# [Texto de referência]
───

Neste ano, pela segunda vez seguida, o simpósio será realizado em formato virtual devido à pandemia de covid-19. Até a semana passada, esperava-se que a edição de 2021 fosse realizada presencialmente, mas os temores com a variante delta levaram o Fed de Kansas a mudar o plano.

Em edições anteriores, Jackson Hole antecipou cenários econômicos e monetários. Em 2007, por exemplo, o tema “Habitação, financiamento habitacional e política monetária” pareceu enfadonho, mas logo depois começaram a surgir os sinais mais claros do que veio a ser a Crise Financeira Global de 2008 e quem não acompanhou se arrependeu.

No ano passado, também foi em Jackson Hole, mesmo que virtualmente, que Powell apresentou uma nova estratégia sobre o regime de metas de inflação, anunciando que a partir dali o banco central americano estaria disposto a tolerar um nível de inflação acima de 2% no curto prazo, implementando uma taxa média de inflação que está em vigor no momento.

Aperto monetário ou continuação do QE?

Existe uma grande expectativa dos agentes financeiros em relação ao futuro do programa de compra de ativos do Fed, também conhecido como flexibilização quantitativa (‘QE’, na sigla em inglês). Desde o ano passado, para manter a liquidez no sistema financeiro em meio ao impacto da pandemia, o banco central dos EUA compra US$ 120 bilhões.

A questão é que, com a recuperação da economia americana nos últimos trimestres, o Fed já vem debatendo cuidadosamente o melhor momento em que esse programa, que funciona como uma espécie de impressão artificial de dinheiro, deve começar a ser reduzido.

Conforme divulgado na ata da última reunião de política monetária do Fed, a maioria dos membros da diretoria, que têm voto sobre as decisões de política monetária ainda achava que o momento certo para começar a reduzir as compras de ativos é no início do ano que vem.

Porém, aumentou o apoio entre os que passaram a defender um aperto monetário gradual já a partir do fim de 2021. Com isso, gerou-se a expectativa de que Powell pode ter guardado para Jackson Hole o anúncio da data em que o banco central americano reduzirá o QE.

O foco está concentrado em uma possível redução das compras de títulos e hipotecas, mas nos últimos dias as apostas sobre o anúncio de uma data diminuíram diante dos temores com os efeitos da variante delta da covid-19 na atividade econômica.

Também é importante destacar que, mesmo que alguma novidade seja dita, apenas a data para o início do aperto monetário deve ser sinalizada, e não um início imediato.

No dia em que o evento começa, a maioria das apostas indicam que mesmo esse anúncio prévio não será mais feito na transmissão virtual de Jackson Hole.

───

# [Tarefa 1]
Qual foi o tema da edição de 2007 segundo o texto sobre o simpósio de Jackson Hole?
# [Tarefa 2]
Prossiga com o texto sobre o simpósio de Jackson Hole a partir do ponto em que ele para.

───

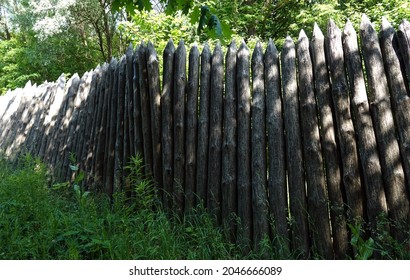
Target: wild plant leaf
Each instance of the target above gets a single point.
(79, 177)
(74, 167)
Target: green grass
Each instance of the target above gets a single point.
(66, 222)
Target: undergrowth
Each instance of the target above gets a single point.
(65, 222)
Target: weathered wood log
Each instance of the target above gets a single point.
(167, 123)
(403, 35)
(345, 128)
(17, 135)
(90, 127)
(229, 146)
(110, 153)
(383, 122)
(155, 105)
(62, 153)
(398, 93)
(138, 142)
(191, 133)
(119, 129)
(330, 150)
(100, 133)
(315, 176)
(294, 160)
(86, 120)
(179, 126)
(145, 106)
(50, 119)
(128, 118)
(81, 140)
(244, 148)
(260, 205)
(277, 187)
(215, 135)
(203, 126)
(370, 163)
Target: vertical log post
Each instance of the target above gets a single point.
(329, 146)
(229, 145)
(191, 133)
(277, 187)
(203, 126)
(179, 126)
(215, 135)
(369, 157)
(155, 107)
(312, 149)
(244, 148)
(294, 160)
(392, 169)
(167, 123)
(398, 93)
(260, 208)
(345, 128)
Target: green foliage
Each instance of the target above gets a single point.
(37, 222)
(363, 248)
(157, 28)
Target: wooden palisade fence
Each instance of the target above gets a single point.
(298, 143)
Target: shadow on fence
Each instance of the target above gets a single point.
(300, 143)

───

# [Resposta 1]
O tema foi “Habitação, financiamento habitacional e política monetária”.

# [Resposta 2]
“Esperamos que o presidente Powell reconheça o forte crescimento do mercado de trabalho nos últimos meses e os riscos negativos apresentados pela variante delta. Isso manteria as expectativas no caminho para um possível aviso em setembro e um anúncio da redução [das compras de ativos] em novembro”, afirmam economistas do Goldman Sachs em relatório.

Não se trata de aperto de juros

Vale lembrar também que não está em discussão, até o momento, uma mudança na taxa de juros americana, atualmente entre 0% e 0,25%. Uma alteração nos juros está prevista apenas para 2023, segundo a mediana da visão dos membros do Fomc, portanto, após o fim das compras de títulos.

Evitando o “Taper Tantrum”

Todo o cuidado do Fed para anunciar uma redução no programa das compras de ativos ocorre para evitar a repetição do que houve em 2013, quando o ex-presidente do BC americano Ben Bernanke pegou o mercado de surpresa ao comunicar o fim da política monetária expansiva do iniciada em 2008 com o objetivo de combater a crise financeira global.

Os investidores reagiram mal ao “tapering”. Antecipando uma depreciação dos títulos do governo americano que tinham em mãos, o mercado vendeu Treasuries massivamente, o que fez os juros desses papeis dispararem no mercado secundário. Sempre bom lembrar, que no mercado de títulos, quando os preços caem, os juros sobem.

A birra (‘tantrum’, em inglês) se espalhou para os mercados de ações e afetou também as commodities, que perderam valor no mercado internacional e prejudicou o andamento de economias emergentes, como o Brasil.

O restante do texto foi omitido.